Exercise task
Copy each line of the listing below exactly.

==== Raw records ====

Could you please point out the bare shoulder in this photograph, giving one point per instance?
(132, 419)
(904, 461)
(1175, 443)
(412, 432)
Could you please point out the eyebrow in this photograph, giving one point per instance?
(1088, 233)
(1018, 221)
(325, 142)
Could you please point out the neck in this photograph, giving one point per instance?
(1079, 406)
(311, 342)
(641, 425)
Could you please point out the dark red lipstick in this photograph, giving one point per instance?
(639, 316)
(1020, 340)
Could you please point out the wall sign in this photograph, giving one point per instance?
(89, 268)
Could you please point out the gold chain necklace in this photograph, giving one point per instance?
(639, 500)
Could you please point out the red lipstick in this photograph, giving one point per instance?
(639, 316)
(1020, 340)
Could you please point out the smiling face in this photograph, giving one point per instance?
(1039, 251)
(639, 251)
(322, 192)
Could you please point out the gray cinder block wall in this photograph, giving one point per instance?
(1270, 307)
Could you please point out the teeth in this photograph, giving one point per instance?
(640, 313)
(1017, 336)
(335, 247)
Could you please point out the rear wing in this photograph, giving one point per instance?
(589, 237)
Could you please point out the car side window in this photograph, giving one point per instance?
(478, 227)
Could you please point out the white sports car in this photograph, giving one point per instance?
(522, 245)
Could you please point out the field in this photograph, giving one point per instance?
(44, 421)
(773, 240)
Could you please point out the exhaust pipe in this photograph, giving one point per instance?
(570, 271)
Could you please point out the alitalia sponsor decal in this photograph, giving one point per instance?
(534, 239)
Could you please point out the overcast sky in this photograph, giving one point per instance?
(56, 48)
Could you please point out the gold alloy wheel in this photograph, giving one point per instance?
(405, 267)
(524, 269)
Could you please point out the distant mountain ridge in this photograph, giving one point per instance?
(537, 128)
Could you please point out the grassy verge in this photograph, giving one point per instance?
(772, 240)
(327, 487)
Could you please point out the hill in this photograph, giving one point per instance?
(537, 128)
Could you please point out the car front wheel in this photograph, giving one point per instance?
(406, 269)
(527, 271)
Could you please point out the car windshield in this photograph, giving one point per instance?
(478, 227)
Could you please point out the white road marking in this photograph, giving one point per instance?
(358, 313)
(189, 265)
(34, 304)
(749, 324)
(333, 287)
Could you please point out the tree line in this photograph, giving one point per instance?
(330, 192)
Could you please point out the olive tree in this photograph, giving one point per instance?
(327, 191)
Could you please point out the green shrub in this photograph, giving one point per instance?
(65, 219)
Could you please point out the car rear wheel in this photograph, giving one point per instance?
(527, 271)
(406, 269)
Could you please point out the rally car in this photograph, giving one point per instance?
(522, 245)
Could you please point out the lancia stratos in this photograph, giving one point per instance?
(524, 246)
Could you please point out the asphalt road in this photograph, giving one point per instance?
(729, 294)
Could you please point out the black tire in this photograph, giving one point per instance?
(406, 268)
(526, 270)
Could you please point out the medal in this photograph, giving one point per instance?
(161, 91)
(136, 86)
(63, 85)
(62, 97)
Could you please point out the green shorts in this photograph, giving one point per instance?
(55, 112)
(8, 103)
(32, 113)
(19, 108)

====

Answer to this problem
Could you please point out the bare shoulder in this photograph, giving one point per instance?
(132, 419)
(904, 461)
(1175, 443)
(412, 432)
Could you please point out the eyebrow in this photograph, giving one point per instance?
(1088, 233)
(1018, 221)
(325, 142)
Could you please point out the neck in this photograph, giving one point per instance?
(1079, 406)
(311, 342)
(641, 425)
Could you please point out the dark red lipstick in this photograph, giving one point per instance?
(639, 316)
(1020, 340)
Could you please point out the wall sign in this photograph, giving one point per instance?
(89, 268)
Could you please point out the gold chain necklace in this photograph, giving one point per instance?
(639, 500)
Could you please point out the red lipstick in this photograph, giving one point per instance?
(639, 316)
(1020, 340)
Could you please point out the smiling face in this photograph, giving one point per instance?
(1039, 251)
(639, 251)
(322, 192)
Could you please point out the gray cinder block wall in this photograph, giving one point per instance?
(1270, 307)
Could you please point out the teeth in this photograph, giving one point per instance?
(640, 313)
(1017, 336)
(335, 247)
Could you please point out the rear wing in this photograph, giving one point per instance?
(589, 237)
Could you please point out the car side window in this photograph, giving one point per instance?
(478, 227)
Could you please point out the white sports car in this photograph, giving one point per instance?
(522, 245)
Could you please point out the field in this photograph, giving one point per instance?
(44, 421)
(773, 240)
Could you please point out the exhaust pipe in this photograph, giving one point per instance?
(570, 271)
Could you please point out the alitalia sponsor decal in this photograph, giving one point per instance?
(534, 239)
Could you please point out the overcast sky in this photograph, giving one point per instance?
(56, 48)
Could you please point out the gold alloy wheel in this photograph, giving one point per instance?
(405, 267)
(524, 269)
Could you please point out the distant mountain ridge in this photograph, giving one point per instance?
(537, 128)
Could you please point out the grassy verge in this photograph, giving one point per instance?
(772, 240)
(327, 487)
Could you please point out the hill in this photograph, giving one point per instance?
(537, 128)
Could you please point out the car front wheel in this photograph, giving one point per instance?
(406, 269)
(527, 271)
Could you please point out the car windshield in this photograph, giving one point per instance?
(478, 227)
Could you please point out the white road marking in this photograph, giving one point per instance?
(358, 313)
(189, 265)
(34, 304)
(749, 324)
(333, 287)
Could you please point out the tree line in this photograph, giving one point per instance?
(330, 192)
Could you please point out the olive tree in this photograph, giving one point per instance?
(327, 191)
Could you please point out the green shrub in this photograph, giving one point per instance?
(65, 219)
Could you please point out the car rear wheel in this photograph, giving one point per instance?
(527, 271)
(406, 269)
Could you please point out the rally car in this photograph, giving one point per instance?
(522, 245)
Could you please point out the lancia stratos in this photograph, giving one point per instance?
(524, 246)
Could you please point out the asphalt road in this photograph, giving one point per instance?
(729, 294)
Could you please point out the black tire in this photograph, giving one point per instance?
(406, 268)
(526, 270)
Could you please point out the medal in this photograph, giving one point per instance?
(161, 91)
(136, 86)
(63, 85)
(62, 97)
Could you please point out the green shorts in this photograph, giving one point per instance?
(55, 112)
(8, 103)
(32, 113)
(19, 108)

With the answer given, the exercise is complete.